I have to go with Alexander, he conquered most of the ancient world and was one of the actual legendary people in history.


----------



## Foxbat

I think there's a big difference between coolest and greatest. 

I think my personal admiration (and therefore the coolest in my eyes) is probably Robert E. Lee. Flawed he might have been, but he certainly had the love of his troops. He's not necessarily the greatest general but I do have  soft spot for him. 

I also liked the sheer flambuoyance of Patton


----------



## Moogle

Some of my favourite characters from history:

-Frederick Barbarossa 
-Attila the Hun
-Hannibal
-El Cid Campeador
-Charlemange 
-Saladin


----------



## Hypes

Wellington, Nelson and Patton. 

Oh, and Genghis Khan, not for the fact that he conquered half the known world, but rather because he's the ancestor of nearly 10% of the entire Central-Asian male populace.


----------



## Dexter

Caesar. He didn't start out an expert, but learned from his mistakes as he went and still ultimately beat every foe he faced on the battlefield. Alexander to my knowledge never lost a pitched battle, which is cool too - just not as cool to me. Unlike Napolean, Caesar actually cared for his troops, which is very cool IMO. I really don't know much about Genghis, so I can't really rate him. Hail Caesar!


----------



## Connavar

_Not the Coolest but the ones i admire most despite them being massmurdering conquerers.*

Genghis Khan*_ - not only cause of how big part of the world he took over. He never had huge numbers of soldiers and the military system he created. The way he fought. To go from the clan system in the steppes to one of strongest emperors in history that's impressing.
• • •
THINGS TO DO >>
(A) Write out, word for word, the stretch of the forum thread on history's coolest generals from "Oh, and Genghis" through "Central-Asian male populace.".
(B) Answer these from the forum thread on history's coolest generals:
(i) Which general does Foxbat name as a personal admiration?
(ii) About what share of the Central-Asian male populace does Hypes say is descended from Genghis Khan?
(iii) According to Dexter, what did Alexander never lose?
(C) Carry the forum thread on history's coolest generals on from its last sentence.
The lines further down have nothing to do with the forum thread on history's coolest generals.
• • •
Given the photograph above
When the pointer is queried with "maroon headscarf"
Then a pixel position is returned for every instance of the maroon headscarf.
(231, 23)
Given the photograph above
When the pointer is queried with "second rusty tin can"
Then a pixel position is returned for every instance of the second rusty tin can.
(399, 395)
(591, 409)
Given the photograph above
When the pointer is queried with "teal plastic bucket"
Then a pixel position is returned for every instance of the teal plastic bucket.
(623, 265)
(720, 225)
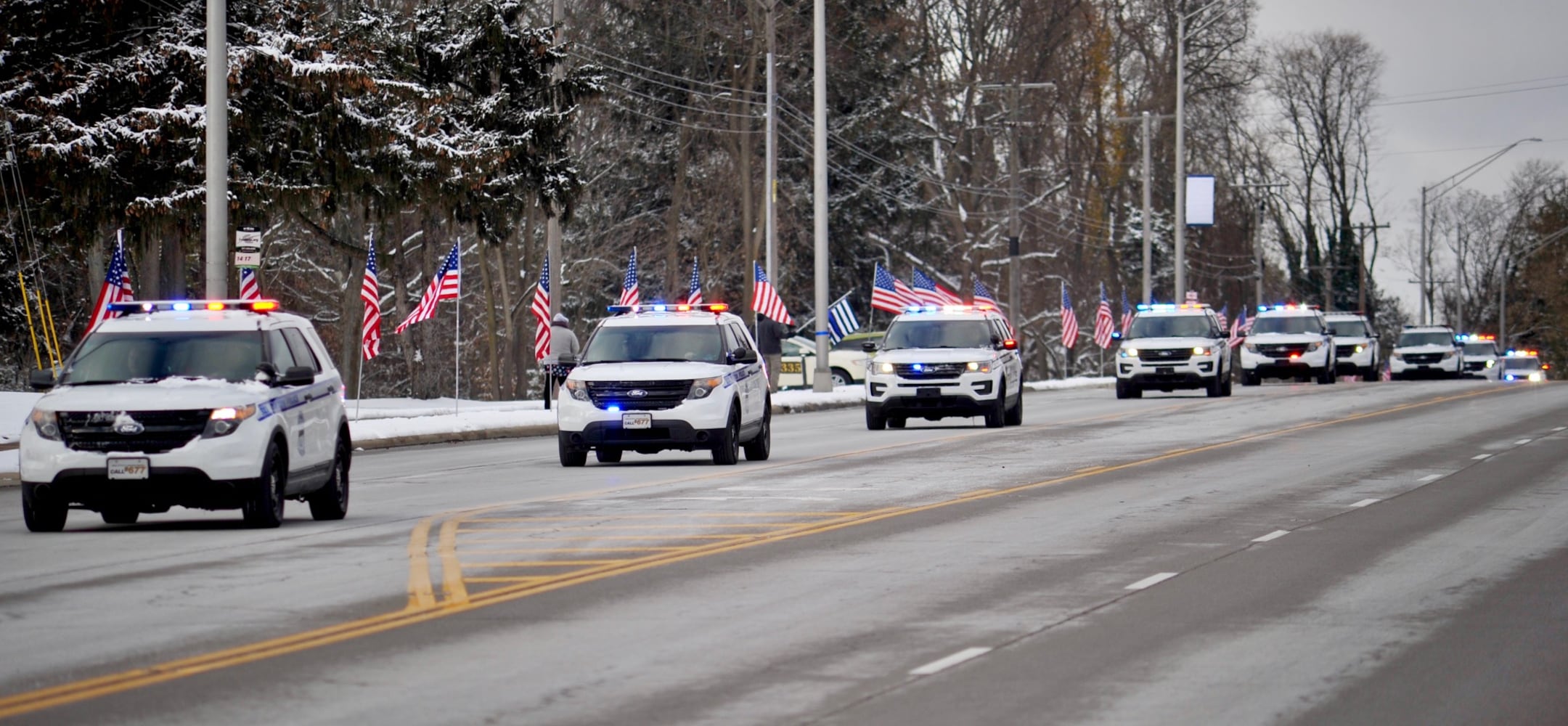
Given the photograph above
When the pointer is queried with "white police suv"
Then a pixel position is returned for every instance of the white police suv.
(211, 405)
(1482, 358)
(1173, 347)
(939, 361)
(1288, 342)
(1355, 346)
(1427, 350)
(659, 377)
• • •
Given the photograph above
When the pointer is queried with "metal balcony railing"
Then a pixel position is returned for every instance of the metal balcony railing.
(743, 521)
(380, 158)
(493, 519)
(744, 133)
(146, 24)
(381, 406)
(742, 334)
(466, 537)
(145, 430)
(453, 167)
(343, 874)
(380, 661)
• • •
RESULTS FOR EACH TASK >>
(A)
Oh, and Genghis Khan, not for the fact that he conquered half the known world, but rather because he's the ancestor of nearly 10% of the entire Central-Asian male populace.

(B)
(i) Robert E. Lee
(ii) Nearly 10%
(iii) A pitched battle

(C)
_*Ceasar *_- mostly cause the way he fought in Gaul, shocking to read how outnumbered he was in every battle in Gaul. Its a shame in mainstream he is known more for the way he died than what he did as a General.


_*Napoleon* _- To go from Corsica to the greatest General of his time and in the history of France. To even make himself an emperor thats impressing.



Saladin is a hero in my country as much as he is to most islamic countries but i dont know much about him except some vague heroic victories.  I plan to read nunfiction about him,Hannibal,Attila to get to know them.


----------



## ray gower

Be fair to be the Greatest General in the history of France is not a great feat, he really has no competition- William of Orange perhaps, except he wasn't French either.
Which puts Wellington on the top as he systematically destroyed Napoleon's much larger armies and without stripping the land as Napoleon did.

How about Archimedes, who led the two year defence of Syracaus in the Second Punic war, and inventing much of the mathematics behind accurate artillery?


----------



## Connavar

Yeah yeah you brits trying to make Wellington bigger by talking **** about Napoleon.  I have seen that in many forums.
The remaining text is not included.